▸ **PETIT EXERCICE 1**:
Recopiez le passage de l’extrait du document compris entre « L’expérience du jihadisme » et « défendre le pays. », bornes incluses.
▸ **PETIT EXERCICE 2**:
Pour chaque affirmation, dites si elle concorde avec l’extrait du document (oui ou non), en citant les mots décisifs : (a) la notion de chaos est revenue avec Leo Strauss après la Seconde Guerre mondiale ; (b) le président el-Assad a accru les pouvoirs des forces de l’ordre ; (c) il a maintenu l’état d’urgence.

▸ **EXTRAIT DU DOCUMENT**:
* * * * * * * * *

Depuis le XVIIème siècle et la
guerre civile britannique, l’Occident
s’est développé dans la hantise du
chaos. Thomas Hobbes nous a appris à
supporter la raison d’État plutôt que de
risquer de revivre ce tourment. La
notion de chaos ne nous est revenue
qu’avec Leo Strauss, après la Seconde
Guerre mondiale. Ce philosophe, qui a
personnellement formé de nombreuses
personnalités du Pentagone, entendait
construire une nouvelle forme de pouvoir
en plongeant une partie du monde en
enfer.
L’expérience du jihadisme au
Moyen-Orient élargi nous a montré ce
qu’est le chaos.
S’il a réagi comme on l’attendait de
lui aux événements de Deraa (mars-avril
2011), en envoyant l’armée réprimer les
jihadistes de la mosquée al-Omari, le
président el-Assad a été le premier à
comprendre ce qui se passait. Loin
d’accroître les pouvoirs des forces de
l’ordre pour réprimer l’agression
extérieure, il a donné au peuple les
moyens de défendre le pays.
Premièrement, il a levé l’état
d’urgence, dissout les tribunaux
d’exception, libéré les communications
Internet, et interdit aux forces armées
de faire usage de leurs armes si cela
pouvait mettre en danger des innocents.

* * * * * * * * *

▸ **LIGNES DE DONNÉES**:
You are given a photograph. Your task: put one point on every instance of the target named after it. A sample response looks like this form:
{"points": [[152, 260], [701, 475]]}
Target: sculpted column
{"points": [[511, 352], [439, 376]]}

* * * * * * * * *

▸ **SOLUTION DÉTAILLÉE 1**:
L’expérience du jihadisme au
Moyen-Orient élargi nous a montré ce
qu’est le chaos.
S’il a réagi comme on l’attendait de
lui aux événements de Deraa (mars-avril
2011), en envoyant l’armée réprimer les
jihadistes de la mosquée al-Omari, le
président el-Assad a été le premier à
comprendre ce qui se passait. Loin
d’accroître les pouvoirs des forces de
l’ordre pour réprimer l’agression
extérieure, il a donné au peuple les
moyens de défendre le pays.

▸ **SOLUTION DÉTAILLÉE 2**:
(a) Oui : « La notion de chaos ne nous est revenue qu’avec Leo Strauss, après la Seconde Guerre mondiale ».
(b) Non : « Loin d’accroître les pouvoirs des forces de l’ordre pour réprimer l’agression extérieure, il a donné au peuple les moyens de défendre le pays ».
(c) Non : « il a levé l’état d’urgence ».